[Named-object pointing records]
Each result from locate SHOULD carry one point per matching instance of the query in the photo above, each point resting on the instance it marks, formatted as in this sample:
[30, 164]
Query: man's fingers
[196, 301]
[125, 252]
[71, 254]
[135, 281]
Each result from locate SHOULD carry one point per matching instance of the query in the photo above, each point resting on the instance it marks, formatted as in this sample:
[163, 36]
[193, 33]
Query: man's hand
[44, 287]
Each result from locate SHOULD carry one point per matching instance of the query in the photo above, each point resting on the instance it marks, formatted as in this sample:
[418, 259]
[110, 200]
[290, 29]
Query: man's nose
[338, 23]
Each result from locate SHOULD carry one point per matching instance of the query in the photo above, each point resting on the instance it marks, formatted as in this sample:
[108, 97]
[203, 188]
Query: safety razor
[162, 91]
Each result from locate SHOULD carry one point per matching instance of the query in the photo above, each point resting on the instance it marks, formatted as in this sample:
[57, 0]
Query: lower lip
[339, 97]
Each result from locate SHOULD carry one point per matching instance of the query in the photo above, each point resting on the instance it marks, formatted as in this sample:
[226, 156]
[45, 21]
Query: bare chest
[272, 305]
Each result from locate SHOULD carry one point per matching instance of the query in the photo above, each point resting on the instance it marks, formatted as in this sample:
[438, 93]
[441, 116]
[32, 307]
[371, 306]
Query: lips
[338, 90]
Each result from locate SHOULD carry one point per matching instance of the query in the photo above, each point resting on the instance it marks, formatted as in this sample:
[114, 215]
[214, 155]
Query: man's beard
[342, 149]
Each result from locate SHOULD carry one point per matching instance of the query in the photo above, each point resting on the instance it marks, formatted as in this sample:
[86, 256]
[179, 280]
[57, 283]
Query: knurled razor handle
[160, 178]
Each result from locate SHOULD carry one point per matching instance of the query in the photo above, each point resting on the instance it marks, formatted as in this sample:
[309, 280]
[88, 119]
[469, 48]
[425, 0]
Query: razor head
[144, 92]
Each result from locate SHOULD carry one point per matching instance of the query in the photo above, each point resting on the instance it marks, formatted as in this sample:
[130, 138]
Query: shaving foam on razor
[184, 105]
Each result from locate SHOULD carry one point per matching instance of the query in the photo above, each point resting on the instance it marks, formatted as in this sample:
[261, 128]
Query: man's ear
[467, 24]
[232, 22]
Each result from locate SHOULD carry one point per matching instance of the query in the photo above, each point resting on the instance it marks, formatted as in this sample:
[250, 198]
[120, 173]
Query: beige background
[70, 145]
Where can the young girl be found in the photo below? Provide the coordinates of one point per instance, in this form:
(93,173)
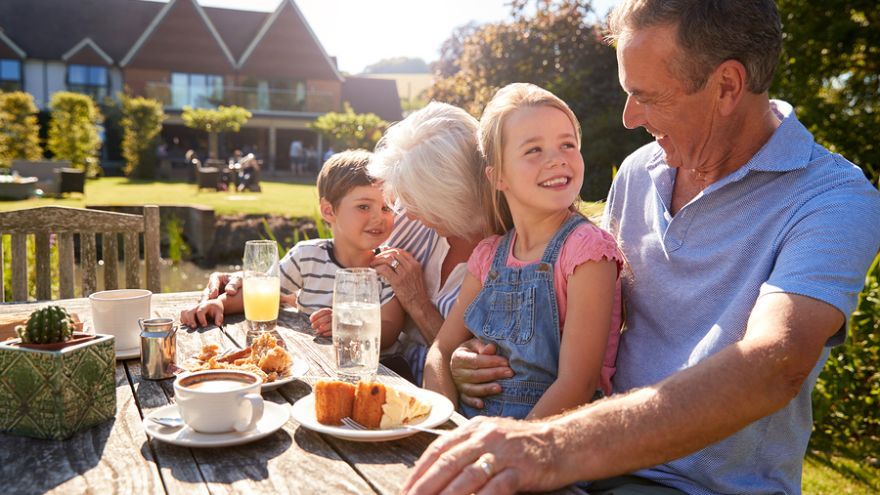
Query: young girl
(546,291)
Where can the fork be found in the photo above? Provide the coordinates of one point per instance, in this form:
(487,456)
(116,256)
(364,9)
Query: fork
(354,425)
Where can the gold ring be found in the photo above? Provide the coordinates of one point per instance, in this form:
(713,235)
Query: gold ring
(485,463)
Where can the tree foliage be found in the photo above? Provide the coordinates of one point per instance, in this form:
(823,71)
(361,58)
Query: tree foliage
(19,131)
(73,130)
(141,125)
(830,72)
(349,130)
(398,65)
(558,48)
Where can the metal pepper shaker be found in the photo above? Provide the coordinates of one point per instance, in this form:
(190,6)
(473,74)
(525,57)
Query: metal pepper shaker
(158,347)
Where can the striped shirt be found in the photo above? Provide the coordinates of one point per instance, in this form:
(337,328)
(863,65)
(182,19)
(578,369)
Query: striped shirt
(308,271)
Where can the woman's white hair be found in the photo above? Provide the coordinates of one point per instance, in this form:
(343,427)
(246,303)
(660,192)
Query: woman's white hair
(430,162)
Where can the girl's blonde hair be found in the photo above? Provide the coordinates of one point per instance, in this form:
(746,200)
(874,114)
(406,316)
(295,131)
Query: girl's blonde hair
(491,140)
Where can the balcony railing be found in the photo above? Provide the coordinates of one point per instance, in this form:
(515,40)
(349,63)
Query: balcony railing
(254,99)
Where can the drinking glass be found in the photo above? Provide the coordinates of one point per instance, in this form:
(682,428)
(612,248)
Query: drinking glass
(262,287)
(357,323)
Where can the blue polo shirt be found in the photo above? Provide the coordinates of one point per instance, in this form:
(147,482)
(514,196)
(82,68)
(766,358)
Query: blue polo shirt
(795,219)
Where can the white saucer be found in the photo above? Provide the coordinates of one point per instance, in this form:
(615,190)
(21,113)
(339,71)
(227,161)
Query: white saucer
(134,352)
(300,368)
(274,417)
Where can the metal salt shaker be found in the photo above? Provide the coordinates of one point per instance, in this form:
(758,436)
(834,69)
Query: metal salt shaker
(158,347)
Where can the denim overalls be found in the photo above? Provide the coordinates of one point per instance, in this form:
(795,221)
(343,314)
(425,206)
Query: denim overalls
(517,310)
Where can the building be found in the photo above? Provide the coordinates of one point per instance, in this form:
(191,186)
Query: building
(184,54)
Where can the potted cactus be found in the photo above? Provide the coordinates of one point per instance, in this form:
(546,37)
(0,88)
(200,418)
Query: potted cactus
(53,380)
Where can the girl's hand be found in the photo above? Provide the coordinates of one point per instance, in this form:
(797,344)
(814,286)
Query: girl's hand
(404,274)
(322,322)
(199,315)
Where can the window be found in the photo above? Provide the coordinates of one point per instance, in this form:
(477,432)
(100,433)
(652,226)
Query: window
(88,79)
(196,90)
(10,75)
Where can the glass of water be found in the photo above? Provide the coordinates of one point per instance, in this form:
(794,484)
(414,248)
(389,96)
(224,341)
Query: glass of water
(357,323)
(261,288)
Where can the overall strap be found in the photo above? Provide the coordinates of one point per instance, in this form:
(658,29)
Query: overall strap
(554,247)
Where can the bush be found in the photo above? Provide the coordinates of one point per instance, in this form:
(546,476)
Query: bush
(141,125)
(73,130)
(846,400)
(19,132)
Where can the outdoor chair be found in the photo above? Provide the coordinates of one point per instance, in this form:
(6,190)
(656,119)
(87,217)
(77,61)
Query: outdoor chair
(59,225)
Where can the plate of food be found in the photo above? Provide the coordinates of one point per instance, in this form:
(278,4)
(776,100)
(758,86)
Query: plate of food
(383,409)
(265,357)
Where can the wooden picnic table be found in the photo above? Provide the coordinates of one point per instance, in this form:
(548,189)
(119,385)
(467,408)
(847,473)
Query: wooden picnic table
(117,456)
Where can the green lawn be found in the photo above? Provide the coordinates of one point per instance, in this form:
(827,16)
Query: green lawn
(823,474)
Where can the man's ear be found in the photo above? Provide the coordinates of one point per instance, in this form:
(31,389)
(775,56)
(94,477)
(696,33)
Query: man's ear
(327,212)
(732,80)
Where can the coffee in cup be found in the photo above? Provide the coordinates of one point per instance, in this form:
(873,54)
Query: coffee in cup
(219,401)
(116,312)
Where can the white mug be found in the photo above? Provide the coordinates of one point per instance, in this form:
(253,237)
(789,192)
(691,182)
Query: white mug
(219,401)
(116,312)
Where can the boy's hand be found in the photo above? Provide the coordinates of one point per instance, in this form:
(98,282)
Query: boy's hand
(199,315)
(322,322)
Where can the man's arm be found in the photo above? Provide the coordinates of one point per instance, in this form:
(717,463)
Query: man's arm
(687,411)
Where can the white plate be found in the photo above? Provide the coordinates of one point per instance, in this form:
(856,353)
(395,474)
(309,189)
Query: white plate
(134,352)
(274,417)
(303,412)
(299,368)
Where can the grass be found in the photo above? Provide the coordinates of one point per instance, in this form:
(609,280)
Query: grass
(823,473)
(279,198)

— Request —
Transcribe every entry word for word, but omit the pictures.

— Answer to this exercise —
Each result from locate SHOULD carry one point per matching instance of the query in the photo above, each point resting on the instance it marks, formatted as in this sample:
[30, 164]
Query: man's fingers
[196, 301]
[125, 252]
[71, 254]
[135, 281]
Each result from locate SHOULD carry one point per matching instance of the query in the photo above, each point resting on the instance it marks, formatted as in this sample:
[163, 36]
[193, 33]
Query: man's hand
[44, 287]
Each result from locate SHOULD carry one point per matching instance of the query in the photo above, each point resting on the instance it marks, formatted as in this sample:
[418, 259]
[110, 200]
[290, 29]
Query: man's nose
[338, 23]
Each result from locate SHOULD carry one point per matching instance of the query in the photo above, each point resting on the instance it marks, formatted as in this sample:
[108, 97]
[203, 188]
Query: safety razor
[162, 91]
Each result from locate SHOULD carry one point per matching instance of the query in the photo above, each point resting on the instance it marks, formatted as in this sample:
[57, 0]
Query: lower lip
[339, 97]
Each result from locate SHOULD carry one point per matching instance of the query in the photo above, each point resting on the instance it marks, formatted as in this sample:
[226, 156]
[45, 21]
Query: bare chest
[272, 305]
Each result from locate SHOULD carry one point per matching instance of the query in the photo above, each point resting on the instance it marks, formatted as in this sample:
[438, 93]
[441, 116]
[32, 307]
[371, 306]
Query: lips
[338, 90]
Each result from locate SHOULD carry one point per matching instance of the query in the photo above, each point resting on the instance it marks, formatted as in this sample:
[114, 215]
[214, 155]
Query: man's beard
[342, 149]
Each result from locate SHOULD carry one point per matching instance of the query in the photo above, each point resting on the instance it marks, formatted as in this sample:
[86, 256]
[179, 280]
[57, 283]
Query: knurled razor handle
[160, 178]
Each result from locate SHOULD carry one point per matching instance of the query in the photo above, each point resting on the instance it marks, formatted as in this sample:
[309, 280]
[88, 119]
[469, 48]
[425, 0]
Query: razor head
[144, 92]
Each result from locate SHOULD carry one point per matching instance of the query in the photo above, each point resting on the instance it marks, formatted as in this sample:
[130, 138]
Query: shaving foam on razor
[184, 105]
Each result from locate SHOULD carry one point per matching instance of the query in the photo above, each point resting on the instance it marks, formatted as in this sample:
[261, 128]
Query: man's ear
[467, 24]
[232, 22]
Each result from locate SHOULD carry one point per matching instance of the query in the photo above, each point resting on the instance it marks, formatted as in this sample:
[250, 198]
[120, 173]
Query: beige background
[70, 145]
Where can the young girl be found in the photo below? Provide the coordinates of one point per instance, in this form:
(93,173)
Query: young girl
(546,291)
Where can the fork be found in the photo above? Provide the coordinates of one point per instance, in this form:
(487,456)
(116,256)
(364,9)
Query: fork
(354,425)
Where can the gold ring be found in the photo above? Provide the coordinates of one point per instance, in this form:
(713,235)
Query: gold ring
(485,463)
Where can the tree foliage be found in the photo above? Provide the coordinates of one point per instance, in this form:
(823,71)
(361,58)
Query: tree foliage
(19,131)
(73,130)
(141,125)
(830,72)
(349,130)
(398,65)
(558,48)
Where can the metal pepper shaker be found in the photo above? Provide the coordinates of one point per instance, in this form:
(190,6)
(473,74)
(525,57)
Query: metal pepper shaker
(158,347)
Where can the striped shirt be found in the photo above? Provide the coordinates of one point per instance, in this form:
(337,328)
(863,65)
(182,19)
(578,369)
Query: striped shirt
(308,271)
Where can the woman's white hair be found in the photo above? Provide the coordinates of one point per instance, in this form:
(343,427)
(246,303)
(660,192)
Query: woman's white hair
(430,162)
Where can the girl's blonde hair be found in the photo above? Provide the coordinates of one point per instance, in this form:
(746,200)
(874,114)
(406,316)
(295,131)
Query: girl's blonde hair
(491,140)
Where can the balcony railing be found in the photo above? Provide the coordinates of one point per instance, in this form:
(515,40)
(349,63)
Query: balcony railing
(254,99)
Where can the drinking glass be found in the photo above? Provide the coordinates of one point per instance, in this form:
(682,428)
(612,248)
Query: drinking glass
(262,287)
(357,323)
Where can the blue polo shirt be found in the photo above? Provide the coordinates of one point per instance, in this form:
(147,482)
(514,196)
(82,68)
(766,358)
Query: blue polo shirt
(795,219)
Where can the white saucer be found in the photo above? Provide the coordinates of one point per instance, in this form:
(615,190)
(21,113)
(339,71)
(227,161)
Query: white saucer
(134,352)
(300,368)
(274,417)
Where can the metal salt shaker be found in the photo above? Provide the coordinates of one point per instance, in this form:
(758,436)
(834,69)
Query: metal salt shaker
(158,347)
Where can the denim overalls be found in the photo above? Provide the coordinates of one point per instance, in this form:
(795,221)
(343,314)
(425,206)
Query: denim overalls
(517,310)
Where can the building be found in the photo above? Provide the coordinates of one point per instance, in this form:
(191,186)
Query: building
(184,54)
Where can the potted cactus be found in the photo above? Provide the coordinates of one point per instance, in this form:
(546,37)
(0,88)
(200,418)
Query: potted cactus
(53,380)
Where can the girl's hand be found in the photo above? Provide the coordinates of one point per instance, in this form:
(797,344)
(814,286)
Query: girl's hand
(404,274)
(322,322)
(199,315)
Where can the window be found in the photo above? Provide the coordinates of one point per instance, in this form:
(477,432)
(100,433)
(652,226)
Query: window
(88,79)
(196,90)
(10,75)
Where can the glass of water be found in the photo above? Provide the coordinates of one point per instance, in this form:
(794,484)
(414,248)
(389,96)
(224,341)
Query: glass of water
(357,323)
(261,288)
Where can the overall strap be found in the photo above? Provide the coordinates of one point per instance, in this form:
(658,29)
Query: overall strap
(554,247)
Where can the bush be found in the photo above? Provide the coordinates of one point per instance, in this form:
(546,476)
Query: bush
(141,125)
(73,130)
(846,400)
(19,132)
Where can the outdoor chair be found in the photo above? Provide the coordinates of one point per instance, in this form:
(6,190)
(656,119)
(87,217)
(77,61)
Query: outdoor chair
(59,225)
Where can the plate of food be found in the photo above? Provide the coordinates of one point per instance, in this form:
(278,4)
(776,100)
(758,86)
Query: plate of food
(383,409)
(265,357)
Where can the wooden picnic table be found in the photo above? Provide the coordinates of one point per instance, in this form:
(548,189)
(119,385)
(467,408)
(847,473)
Query: wooden picnic table
(117,456)
Where can the green lawn be found in the photo above? Provide the coordinates of one point per instance, in this form:
(827,16)
Query: green lawn
(823,474)
Where can the man's ear be found in the photo above? Provide the coordinates of one point per instance, in this form:
(31,389)
(775,56)
(94,477)
(696,33)
Query: man's ear
(327,212)
(732,80)
Where can the coffee in cup be found in the photo above? Provide the coordinates of one point per instance, in this form:
(873,54)
Query: coffee in cup
(219,401)
(116,312)
Where can the white mug be found in the photo above? Provide the coordinates of one point per instance, in this form:
(253,237)
(789,192)
(691,182)
Query: white mug
(219,401)
(116,312)
Where can the boy's hand be found in the photo above? Provide the coordinates of one point per instance, in this form:
(98,282)
Query: boy's hand
(199,315)
(322,322)
Where can the man's arm be found in the photo above? Provide the coordinates of one point per instance, in this form:
(717,463)
Query: man's arm
(687,411)
Where can the white plate be found in the photo above? Provide the coordinates of one point per instance, in this form:
(856,353)
(395,474)
(309,189)
Query: white plate
(134,352)
(274,417)
(303,412)
(299,368)
Where can the grass be found in the photo above? Provide the coordinates of one point per instance, in this form:
(609,280)
Query: grass
(823,473)
(279,198)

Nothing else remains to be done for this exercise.